DOCUMENT TEXT below:
Color dominates our plant choices. We visit the garden center with our eye on the well-stocked aisles of multi-colored annuals and perennials.
The shrubs and trees that bloom in the spring rule our landscapes. We look to color to excite or soothe our emotions, enrich our lives and provide order and grace to our gardens.
In design we rely on the color wheel to make our color decisions. The circular arrangement of the primary colors of red and blue and yellow combine to provide secondary colors of purple, orange and green.
Harmony results by using related colors. Yellow goes with green or works well with orange and red in the opposite direction on the wheel. Complements are found across the color wheel and provide optical shock that creates interest and excitement in one bold stroke
Our emotions are on display with use of color in the garden. Yellow is cheerful, pink is frivolous, mauve is romantic and green restful. Warm a space with the use of reds, oranges and yellows, which also tend to advance or foreshorten a view. The cool colors of blue, mauve and violet recede in the landscape adding depth to a small garden. Use pale colored flowers and blue green foliage to cool a hot sunny area.
End of DOCUMENT TEXT.
RECORDED DATA below:
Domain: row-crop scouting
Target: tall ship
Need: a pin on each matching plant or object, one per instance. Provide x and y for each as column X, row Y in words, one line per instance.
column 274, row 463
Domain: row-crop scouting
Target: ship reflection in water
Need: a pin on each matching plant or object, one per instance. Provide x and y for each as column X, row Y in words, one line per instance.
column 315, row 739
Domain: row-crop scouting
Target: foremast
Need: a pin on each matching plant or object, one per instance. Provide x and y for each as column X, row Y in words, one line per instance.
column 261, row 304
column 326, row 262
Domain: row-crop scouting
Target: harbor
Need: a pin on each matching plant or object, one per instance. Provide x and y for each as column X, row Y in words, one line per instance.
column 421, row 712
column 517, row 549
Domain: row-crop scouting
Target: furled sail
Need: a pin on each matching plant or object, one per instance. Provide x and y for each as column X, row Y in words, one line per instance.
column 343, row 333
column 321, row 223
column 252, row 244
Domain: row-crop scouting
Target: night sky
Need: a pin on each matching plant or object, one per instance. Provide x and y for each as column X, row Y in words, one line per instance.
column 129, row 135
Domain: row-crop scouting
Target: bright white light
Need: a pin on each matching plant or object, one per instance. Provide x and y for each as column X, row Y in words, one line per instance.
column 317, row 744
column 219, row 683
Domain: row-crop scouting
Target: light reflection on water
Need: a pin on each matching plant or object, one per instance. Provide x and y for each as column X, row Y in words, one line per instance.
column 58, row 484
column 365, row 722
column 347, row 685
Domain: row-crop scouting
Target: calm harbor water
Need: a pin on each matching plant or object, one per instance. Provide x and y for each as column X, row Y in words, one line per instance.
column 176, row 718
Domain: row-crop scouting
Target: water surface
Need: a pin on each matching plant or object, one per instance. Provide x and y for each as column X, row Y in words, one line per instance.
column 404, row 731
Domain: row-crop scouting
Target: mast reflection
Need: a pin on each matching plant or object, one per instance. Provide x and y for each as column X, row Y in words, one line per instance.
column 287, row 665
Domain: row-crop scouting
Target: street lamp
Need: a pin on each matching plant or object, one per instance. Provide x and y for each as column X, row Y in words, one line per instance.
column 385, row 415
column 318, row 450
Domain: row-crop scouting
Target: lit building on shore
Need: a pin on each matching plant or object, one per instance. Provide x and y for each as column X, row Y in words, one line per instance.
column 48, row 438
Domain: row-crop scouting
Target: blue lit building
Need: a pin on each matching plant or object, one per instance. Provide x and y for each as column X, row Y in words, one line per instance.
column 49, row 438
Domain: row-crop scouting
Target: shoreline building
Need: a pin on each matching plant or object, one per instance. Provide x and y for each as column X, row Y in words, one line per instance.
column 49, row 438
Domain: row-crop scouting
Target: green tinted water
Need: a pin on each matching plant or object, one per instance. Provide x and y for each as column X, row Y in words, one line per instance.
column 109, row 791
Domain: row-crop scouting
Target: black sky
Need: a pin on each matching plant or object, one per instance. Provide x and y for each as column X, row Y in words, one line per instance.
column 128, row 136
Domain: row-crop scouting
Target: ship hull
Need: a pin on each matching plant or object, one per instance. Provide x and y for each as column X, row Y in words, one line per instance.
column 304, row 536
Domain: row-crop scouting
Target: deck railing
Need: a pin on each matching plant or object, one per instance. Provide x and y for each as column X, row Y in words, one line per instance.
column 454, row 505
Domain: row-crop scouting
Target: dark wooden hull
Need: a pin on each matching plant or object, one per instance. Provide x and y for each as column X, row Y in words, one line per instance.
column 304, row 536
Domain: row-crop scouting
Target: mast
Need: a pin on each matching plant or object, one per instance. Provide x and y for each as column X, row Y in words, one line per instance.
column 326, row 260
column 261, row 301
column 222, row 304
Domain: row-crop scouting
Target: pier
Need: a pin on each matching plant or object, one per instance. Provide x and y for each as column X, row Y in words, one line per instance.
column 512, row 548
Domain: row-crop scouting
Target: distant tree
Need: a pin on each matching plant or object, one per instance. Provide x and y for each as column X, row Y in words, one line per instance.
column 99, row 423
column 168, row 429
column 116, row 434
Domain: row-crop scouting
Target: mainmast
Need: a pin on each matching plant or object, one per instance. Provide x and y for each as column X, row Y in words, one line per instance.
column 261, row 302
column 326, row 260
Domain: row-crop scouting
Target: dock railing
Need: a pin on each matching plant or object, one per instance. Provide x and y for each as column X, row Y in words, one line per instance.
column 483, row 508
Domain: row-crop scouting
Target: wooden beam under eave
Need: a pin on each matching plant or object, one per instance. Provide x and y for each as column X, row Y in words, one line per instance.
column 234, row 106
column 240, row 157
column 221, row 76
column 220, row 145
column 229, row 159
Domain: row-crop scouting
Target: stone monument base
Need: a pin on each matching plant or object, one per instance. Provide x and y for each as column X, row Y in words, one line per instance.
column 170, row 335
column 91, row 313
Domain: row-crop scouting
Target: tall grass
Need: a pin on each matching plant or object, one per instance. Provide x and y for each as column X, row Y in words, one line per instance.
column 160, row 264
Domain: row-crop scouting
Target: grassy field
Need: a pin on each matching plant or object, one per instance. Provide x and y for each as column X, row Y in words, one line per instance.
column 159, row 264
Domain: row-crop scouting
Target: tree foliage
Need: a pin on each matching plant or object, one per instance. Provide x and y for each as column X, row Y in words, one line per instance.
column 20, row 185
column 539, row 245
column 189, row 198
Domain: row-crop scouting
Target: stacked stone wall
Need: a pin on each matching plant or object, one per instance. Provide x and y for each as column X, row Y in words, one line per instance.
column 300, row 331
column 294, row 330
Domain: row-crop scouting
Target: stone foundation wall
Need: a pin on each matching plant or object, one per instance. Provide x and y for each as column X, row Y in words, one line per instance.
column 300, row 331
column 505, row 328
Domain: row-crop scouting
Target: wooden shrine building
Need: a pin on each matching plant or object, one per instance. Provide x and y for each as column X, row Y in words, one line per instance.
End of RECORDED DATA.
Output, word for word, the passage of the garden color text above that begins with the words containing "The shrubs and" and ends with "to our gardens.".

The shrubs and trees that bloom in the spring rule our landscapes. We look to color to excite or soothe our emotions, enrich our lives and provide order and grace to our gardens.